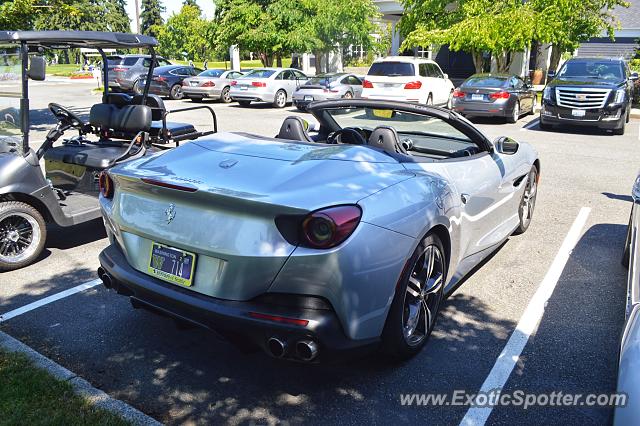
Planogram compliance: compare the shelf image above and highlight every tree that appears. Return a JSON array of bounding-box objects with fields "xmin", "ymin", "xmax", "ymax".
[
  {"xmin": 140, "ymin": 0, "xmax": 165, "ymax": 37},
  {"xmin": 158, "ymin": 5, "xmax": 211, "ymax": 61}
]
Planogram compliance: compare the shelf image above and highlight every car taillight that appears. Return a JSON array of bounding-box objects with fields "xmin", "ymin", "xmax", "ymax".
[
  {"xmin": 98, "ymin": 172, "xmax": 113, "ymax": 199},
  {"xmin": 489, "ymin": 92, "xmax": 511, "ymax": 99},
  {"xmin": 404, "ymin": 81, "xmax": 422, "ymax": 89},
  {"xmin": 300, "ymin": 206, "xmax": 362, "ymax": 249}
]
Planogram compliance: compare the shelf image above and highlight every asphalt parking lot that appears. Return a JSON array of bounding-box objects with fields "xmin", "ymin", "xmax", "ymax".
[{"xmin": 0, "ymin": 79, "xmax": 640, "ymax": 425}]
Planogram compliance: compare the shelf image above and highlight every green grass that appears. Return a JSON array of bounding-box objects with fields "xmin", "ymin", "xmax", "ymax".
[{"xmin": 0, "ymin": 350, "xmax": 129, "ymax": 426}]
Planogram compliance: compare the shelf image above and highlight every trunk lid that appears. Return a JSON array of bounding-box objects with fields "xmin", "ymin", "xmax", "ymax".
[{"xmin": 111, "ymin": 133, "xmax": 413, "ymax": 300}]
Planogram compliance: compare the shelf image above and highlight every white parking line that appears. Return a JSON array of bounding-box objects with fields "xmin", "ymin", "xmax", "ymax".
[
  {"xmin": 0, "ymin": 279, "xmax": 102, "ymax": 322},
  {"xmin": 460, "ymin": 207, "xmax": 591, "ymax": 426}
]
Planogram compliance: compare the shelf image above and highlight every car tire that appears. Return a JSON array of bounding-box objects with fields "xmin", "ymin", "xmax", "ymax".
[
  {"xmin": 0, "ymin": 201, "xmax": 47, "ymax": 271},
  {"xmin": 169, "ymin": 84, "xmax": 184, "ymax": 101},
  {"xmin": 507, "ymin": 102, "xmax": 520, "ymax": 123},
  {"xmin": 513, "ymin": 166, "xmax": 538, "ymax": 235},
  {"xmin": 273, "ymin": 89, "xmax": 287, "ymax": 108},
  {"xmin": 381, "ymin": 232, "xmax": 447, "ymax": 360},
  {"xmin": 620, "ymin": 216, "xmax": 631, "ymax": 269},
  {"xmin": 220, "ymin": 86, "xmax": 233, "ymax": 104}
]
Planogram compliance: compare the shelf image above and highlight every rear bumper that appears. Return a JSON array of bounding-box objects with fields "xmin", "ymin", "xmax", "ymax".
[
  {"xmin": 540, "ymin": 102, "xmax": 627, "ymax": 130},
  {"xmin": 99, "ymin": 244, "xmax": 379, "ymax": 362}
]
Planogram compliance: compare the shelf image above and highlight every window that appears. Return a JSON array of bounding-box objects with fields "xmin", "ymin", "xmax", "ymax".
[{"xmin": 368, "ymin": 61, "xmax": 416, "ymax": 77}]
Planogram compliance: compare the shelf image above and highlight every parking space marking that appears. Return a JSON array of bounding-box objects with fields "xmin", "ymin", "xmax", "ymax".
[
  {"xmin": 460, "ymin": 207, "xmax": 591, "ymax": 426},
  {"xmin": 0, "ymin": 278, "xmax": 102, "ymax": 323}
]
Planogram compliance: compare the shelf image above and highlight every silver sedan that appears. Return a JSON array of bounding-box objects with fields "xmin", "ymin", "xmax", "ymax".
[
  {"xmin": 293, "ymin": 73, "xmax": 362, "ymax": 111},
  {"xmin": 230, "ymin": 68, "xmax": 309, "ymax": 108},
  {"xmin": 182, "ymin": 69, "xmax": 244, "ymax": 103}
]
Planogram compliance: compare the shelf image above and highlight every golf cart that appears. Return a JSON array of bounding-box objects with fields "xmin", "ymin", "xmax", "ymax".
[{"xmin": 0, "ymin": 31, "xmax": 217, "ymax": 271}]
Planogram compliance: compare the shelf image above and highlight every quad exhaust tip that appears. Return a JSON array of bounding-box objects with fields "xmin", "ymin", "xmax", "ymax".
[
  {"xmin": 267, "ymin": 337, "xmax": 287, "ymax": 358},
  {"xmin": 296, "ymin": 340, "xmax": 318, "ymax": 361}
]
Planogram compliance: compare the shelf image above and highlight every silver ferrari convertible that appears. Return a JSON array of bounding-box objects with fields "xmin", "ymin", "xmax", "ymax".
[{"xmin": 98, "ymin": 99, "xmax": 540, "ymax": 362}]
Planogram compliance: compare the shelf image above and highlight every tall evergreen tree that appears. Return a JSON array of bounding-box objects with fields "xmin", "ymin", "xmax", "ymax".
[{"xmin": 140, "ymin": 0, "xmax": 165, "ymax": 37}]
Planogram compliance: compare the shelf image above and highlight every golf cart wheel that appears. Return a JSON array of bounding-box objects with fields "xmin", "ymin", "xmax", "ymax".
[
  {"xmin": 220, "ymin": 86, "xmax": 233, "ymax": 104},
  {"xmin": 169, "ymin": 84, "xmax": 184, "ymax": 100},
  {"xmin": 0, "ymin": 201, "xmax": 47, "ymax": 271}
]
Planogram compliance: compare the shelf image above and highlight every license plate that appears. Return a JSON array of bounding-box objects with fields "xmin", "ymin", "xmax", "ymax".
[{"xmin": 147, "ymin": 243, "xmax": 196, "ymax": 287}]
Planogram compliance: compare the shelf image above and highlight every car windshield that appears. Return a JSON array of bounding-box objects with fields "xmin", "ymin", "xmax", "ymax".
[
  {"xmin": 240, "ymin": 70, "xmax": 275, "ymax": 78},
  {"xmin": 558, "ymin": 61, "xmax": 624, "ymax": 80},
  {"xmin": 198, "ymin": 70, "xmax": 224, "ymax": 77},
  {"xmin": 305, "ymin": 75, "xmax": 342, "ymax": 86},
  {"xmin": 462, "ymin": 76, "xmax": 509, "ymax": 87},
  {"xmin": 368, "ymin": 62, "xmax": 416, "ymax": 77},
  {"xmin": 0, "ymin": 45, "xmax": 22, "ymax": 153}
]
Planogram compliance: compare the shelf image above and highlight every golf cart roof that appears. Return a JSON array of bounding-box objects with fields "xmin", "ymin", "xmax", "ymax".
[{"xmin": 0, "ymin": 31, "xmax": 158, "ymax": 49}]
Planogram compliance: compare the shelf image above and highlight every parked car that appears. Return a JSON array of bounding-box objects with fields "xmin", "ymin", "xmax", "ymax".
[
  {"xmin": 230, "ymin": 68, "xmax": 309, "ymax": 108},
  {"xmin": 540, "ymin": 58, "xmax": 638, "ymax": 135},
  {"xmin": 98, "ymin": 99, "xmax": 540, "ymax": 362},
  {"xmin": 182, "ymin": 69, "xmax": 244, "ymax": 103},
  {"xmin": 107, "ymin": 55, "xmax": 171, "ymax": 92},
  {"xmin": 362, "ymin": 56, "xmax": 454, "ymax": 107},
  {"xmin": 613, "ymin": 175, "xmax": 640, "ymax": 426},
  {"xmin": 293, "ymin": 73, "xmax": 362, "ymax": 111},
  {"xmin": 136, "ymin": 65, "xmax": 202, "ymax": 99},
  {"xmin": 453, "ymin": 74, "xmax": 536, "ymax": 123}
]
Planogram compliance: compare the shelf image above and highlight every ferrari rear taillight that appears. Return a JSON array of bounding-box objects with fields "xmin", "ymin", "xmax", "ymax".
[
  {"xmin": 300, "ymin": 205, "xmax": 362, "ymax": 249},
  {"xmin": 489, "ymin": 92, "xmax": 511, "ymax": 99},
  {"xmin": 98, "ymin": 172, "xmax": 113, "ymax": 199},
  {"xmin": 404, "ymin": 80, "xmax": 422, "ymax": 89}
]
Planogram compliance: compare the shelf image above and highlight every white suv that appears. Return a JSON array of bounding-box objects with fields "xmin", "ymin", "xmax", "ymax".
[{"xmin": 362, "ymin": 56, "xmax": 454, "ymax": 107}]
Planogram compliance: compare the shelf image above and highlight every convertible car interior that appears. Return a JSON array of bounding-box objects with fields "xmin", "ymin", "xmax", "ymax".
[{"xmin": 276, "ymin": 108, "xmax": 481, "ymax": 161}]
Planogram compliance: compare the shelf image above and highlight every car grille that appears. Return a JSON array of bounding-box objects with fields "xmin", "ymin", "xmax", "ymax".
[{"xmin": 556, "ymin": 87, "xmax": 611, "ymax": 109}]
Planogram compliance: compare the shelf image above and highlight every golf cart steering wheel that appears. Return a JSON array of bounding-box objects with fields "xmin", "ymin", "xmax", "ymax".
[{"xmin": 49, "ymin": 102, "xmax": 86, "ymax": 130}]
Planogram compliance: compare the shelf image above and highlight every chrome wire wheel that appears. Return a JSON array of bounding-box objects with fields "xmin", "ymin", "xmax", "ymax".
[
  {"xmin": 402, "ymin": 244, "xmax": 445, "ymax": 346},
  {"xmin": 0, "ymin": 212, "xmax": 41, "ymax": 263}
]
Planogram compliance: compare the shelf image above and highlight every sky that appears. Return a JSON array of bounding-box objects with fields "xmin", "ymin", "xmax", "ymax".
[{"xmin": 127, "ymin": 0, "xmax": 218, "ymax": 31}]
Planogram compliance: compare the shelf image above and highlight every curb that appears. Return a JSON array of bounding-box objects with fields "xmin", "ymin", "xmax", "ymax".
[{"xmin": 0, "ymin": 331, "xmax": 162, "ymax": 426}]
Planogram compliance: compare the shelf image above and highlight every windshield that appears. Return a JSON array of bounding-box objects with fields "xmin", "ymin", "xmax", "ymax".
[
  {"xmin": 0, "ymin": 45, "xmax": 22, "ymax": 153},
  {"xmin": 240, "ymin": 70, "xmax": 275, "ymax": 78},
  {"xmin": 462, "ymin": 76, "xmax": 508, "ymax": 87},
  {"xmin": 198, "ymin": 70, "xmax": 224, "ymax": 77},
  {"xmin": 558, "ymin": 60, "xmax": 624, "ymax": 80},
  {"xmin": 368, "ymin": 62, "xmax": 416, "ymax": 77}
]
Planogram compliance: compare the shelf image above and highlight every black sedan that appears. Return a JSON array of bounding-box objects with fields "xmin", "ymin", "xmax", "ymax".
[
  {"xmin": 452, "ymin": 74, "xmax": 536, "ymax": 123},
  {"xmin": 135, "ymin": 65, "xmax": 202, "ymax": 99}
]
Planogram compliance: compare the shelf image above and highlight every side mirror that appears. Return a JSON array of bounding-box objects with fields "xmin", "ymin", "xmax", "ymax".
[
  {"xmin": 27, "ymin": 56, "xmax": 47, "ymax": 81},
  {"xmin": 493, "ymin": 136, "xmax": 520, "ymax": 155}
]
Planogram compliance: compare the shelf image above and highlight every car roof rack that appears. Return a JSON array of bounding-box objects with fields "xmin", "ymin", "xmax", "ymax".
[{"xmin": 0, "ymin": 31, "xmax": 158, "ymax": 49}]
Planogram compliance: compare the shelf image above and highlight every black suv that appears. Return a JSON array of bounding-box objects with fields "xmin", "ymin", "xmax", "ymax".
[{"xmin": 540, "ymin": 58, "xmax": 638, "ymax": 135}]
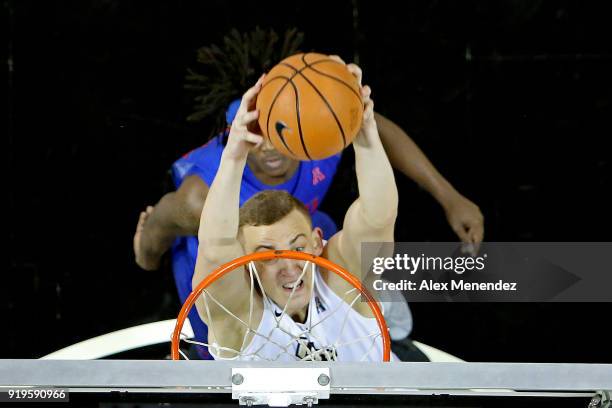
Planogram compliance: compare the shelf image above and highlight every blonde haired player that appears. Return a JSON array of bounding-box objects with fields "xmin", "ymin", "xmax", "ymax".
[{"xmin": 192, "ymin": 64, "xmax": 398, "ymax": 361}]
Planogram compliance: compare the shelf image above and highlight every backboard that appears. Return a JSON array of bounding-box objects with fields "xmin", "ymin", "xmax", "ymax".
[{"xmin": 0, "ymin": 360, "xmax": 612, "ymax": 408}]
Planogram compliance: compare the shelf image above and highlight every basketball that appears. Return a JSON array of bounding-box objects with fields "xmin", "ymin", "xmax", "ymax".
[{"xmin": 257, "ymin": 53, "xmax": 363, "ymax": 160}]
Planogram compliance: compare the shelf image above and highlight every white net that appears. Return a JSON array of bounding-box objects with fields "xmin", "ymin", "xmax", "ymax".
[{"xmin": 179, "ymin": 261, "xmax": 383, "ymax": 361}]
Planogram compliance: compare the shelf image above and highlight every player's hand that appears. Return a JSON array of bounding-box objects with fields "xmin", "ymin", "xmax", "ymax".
[
  {"xmin": 329, "ymin": 55, "xmax": 377, "ymax": 138},
  {"xmin": 223, "ymin": 75, "xmax": 264, "ymax": 159},
  {"xmin": 443, "ymin": 193, "xmax": 484, "ymax": 256},
  {"xmin": 134, "ymin": 206, "xmax": 159, "ymax": 271}
]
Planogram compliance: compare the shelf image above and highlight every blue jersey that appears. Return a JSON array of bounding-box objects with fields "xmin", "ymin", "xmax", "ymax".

=-=-=-=-=

What you will do.
Starting with the line that holds "every black suv", repeat exactly every line through the end of the material above, both ends included, without the pictures.

Response to this task.
Planogram compliance: compare the shelf image above and highlight every black suv that appears. Return a JSON array of bounding-box objects with fields "xmin", "ymin", "xmax", "ymax".
[{"xmin": 540, "ymin": 58, "xmax": 638, "ymax": 135}]
Planogram compliance: compare the shelf image above and highlight every blonde haired player that appears. Return a JSON array of bounding-box objects with fields "xmin", "ymin", "xmax", "ymax".
[{"xmin": 192, "ymin": 64, "xmax": 398, "ymax": 361}]
Planogram compliance: compare the shelf image above and highlight every backboard that appears. Return a JSON array of bounding-box objects with fields "xmin", "ymin", "xmax", "ymax".
[{"xmin": 0, "ymin": 360, "xmax": 612, "ymax": 408}]
Planogram compliance: compare the shelf image above and highlight every basketball that appears. Return a JSON array of bounding-box objects with fields "xmin", "ymin", "xmax", "ymax".
[{"xmin": 257, "ymin": 53, "xmax": 363, "ymax": 160}]
Planogram compliance: compare the shelf image above and highlight every white net that appears. Return a JSON array of bounding-box objects with fields "xmin", "ymin", "xmax", "ymax".
[{"xmin": 179, "ymin": 261, "xmax": 383, "ymax": 361}]
Planogram compliance: compare the shelf image above and highlight every player's hand that appears. Return a JSON array of bounding-box objects with fields "xmin", "ymin", "xmax", "ymax".
[
  {"xmin": 329, "ymin": 55, "xmax": 377, "ymax": 138},
  {"xmin": 223, "ymin": 75, "xmax": 264, "ymax": 159},
  {"xmin": 443, "ymin": 193, "xmax": 484, "ymax": 256},
  {"xmin": 134, "ymin": 206, "xmax": 159, "ymax": 271}
]
Planogram compliance: compare the shelf image above and highlight every blue jersey that appears. Return a JSON array of bounding-box objects with fields "xmin", "ymin", "xmax", "ymax".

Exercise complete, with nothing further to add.